You can see the changeover quite clearly by comparing the two against each other: http://ngrams.googlelabs.com/graph?content=fuck%2C+suck&...

If we assume all pre-1800ish mentions of 'fuck' are definitely meant to be 'suck', it still features much more prominently in the corpus beforehand than after.

Any ideas why that might be? E.g. certain types of text that were more common before that era, or other (less, er, 'suck'y) types of text that came after, 'diluting' the corpus?

Any background on the origin of this typesetting convention? I'd like to know the whys and whatfors...
The technical term for this is a "long s", which Wikipedia describes at great length: http://en.wikipedia.org/wiki/Long_s
thanks, that was incredibly fascinating and enlightening, especially the examples.

■ **Your tasks**:
A - In the long s discussion, what technical term is given for the typesetting convention?
B - Resume the long s discussion after its final line with a few more posts in the same tone.
The listing that comes next has no connection to the long s discussion.

■ **Raw data**:
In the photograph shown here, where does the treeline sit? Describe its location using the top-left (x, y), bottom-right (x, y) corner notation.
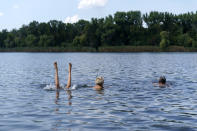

■ **Answer set**:
A - It is called a "long s."

B -
The long s survives in elongated form, and with an italic-style curled descender, as the integral symbol ∫ used in calculus; Gottfried Wilhelm von Leibniz based the character on the Latin word summa ("sum"), which he wrote ſumma. This use first appeared publicly in his paper De Geometria, published in Acta Eruditorum of June 1686,[2] but he had been using it in private manuscripts at least since 1675.[3]

If you change the bounds to include the 1700's, the prevalence of the term is more pronounced (if you pardon the pun).